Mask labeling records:
** begin **

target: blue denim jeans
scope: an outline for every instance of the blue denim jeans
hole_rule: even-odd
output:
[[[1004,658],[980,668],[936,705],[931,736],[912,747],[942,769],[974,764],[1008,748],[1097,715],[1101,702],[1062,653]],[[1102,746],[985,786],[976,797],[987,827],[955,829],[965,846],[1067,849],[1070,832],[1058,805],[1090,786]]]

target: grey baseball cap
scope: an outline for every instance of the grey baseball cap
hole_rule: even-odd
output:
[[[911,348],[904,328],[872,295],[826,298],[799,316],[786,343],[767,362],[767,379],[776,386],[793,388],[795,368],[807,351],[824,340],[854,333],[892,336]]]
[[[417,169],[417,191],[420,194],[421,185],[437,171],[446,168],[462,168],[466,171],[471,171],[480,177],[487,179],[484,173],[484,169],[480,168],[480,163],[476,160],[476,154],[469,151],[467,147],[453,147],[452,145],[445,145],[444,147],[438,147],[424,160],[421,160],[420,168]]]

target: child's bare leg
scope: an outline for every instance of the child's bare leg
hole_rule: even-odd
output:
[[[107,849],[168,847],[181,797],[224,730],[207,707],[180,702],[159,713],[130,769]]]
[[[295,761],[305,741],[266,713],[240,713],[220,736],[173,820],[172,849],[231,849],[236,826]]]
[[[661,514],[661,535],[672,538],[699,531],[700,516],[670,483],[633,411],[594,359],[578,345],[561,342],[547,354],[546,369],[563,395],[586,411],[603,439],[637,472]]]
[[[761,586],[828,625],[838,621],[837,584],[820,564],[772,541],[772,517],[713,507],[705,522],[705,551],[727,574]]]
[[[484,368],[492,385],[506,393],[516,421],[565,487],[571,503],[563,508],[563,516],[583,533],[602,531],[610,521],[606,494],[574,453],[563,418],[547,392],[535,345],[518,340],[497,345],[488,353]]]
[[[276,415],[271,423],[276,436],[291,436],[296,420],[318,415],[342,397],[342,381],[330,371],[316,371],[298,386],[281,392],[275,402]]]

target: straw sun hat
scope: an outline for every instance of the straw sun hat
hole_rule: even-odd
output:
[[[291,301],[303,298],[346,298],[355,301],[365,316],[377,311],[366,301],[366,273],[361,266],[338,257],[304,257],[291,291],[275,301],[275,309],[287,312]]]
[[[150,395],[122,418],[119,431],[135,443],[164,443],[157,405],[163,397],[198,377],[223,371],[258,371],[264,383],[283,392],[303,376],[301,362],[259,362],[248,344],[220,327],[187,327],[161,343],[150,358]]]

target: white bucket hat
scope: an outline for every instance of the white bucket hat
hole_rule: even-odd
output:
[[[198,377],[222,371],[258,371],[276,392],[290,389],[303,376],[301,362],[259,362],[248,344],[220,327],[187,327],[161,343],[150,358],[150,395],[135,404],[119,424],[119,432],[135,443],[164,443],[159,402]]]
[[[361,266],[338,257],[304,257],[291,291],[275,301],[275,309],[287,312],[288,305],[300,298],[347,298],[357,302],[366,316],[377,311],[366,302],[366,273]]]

** end **

Task requirements -> Copy, character for character, the part of the records above that opens with the line containing "target: white bucket hat" and closes with the last line of the records. Include both of those lines.

Final answer ->
target: white bucket hat
scope: an outline for every instance of the white bucket hat
hole_rule: even-odd
output:
[[[198,377],[222,371],[258,371],[276,392],[290,389],[303,376],[301,362],[259,362],[248,344],[220,327],[187,327],[161,343],[150,358],[150,395],[135,404],[119,424],[119,432],[135,443],[164,443],[159,402]]]
[[[361,266],[338,257],[304,257],[291,291],[275,301],[275,309],[287,312],[288,305],[300,298],[347,298],[357,302],[366,316],[377,311],[366,302],[366,273]]]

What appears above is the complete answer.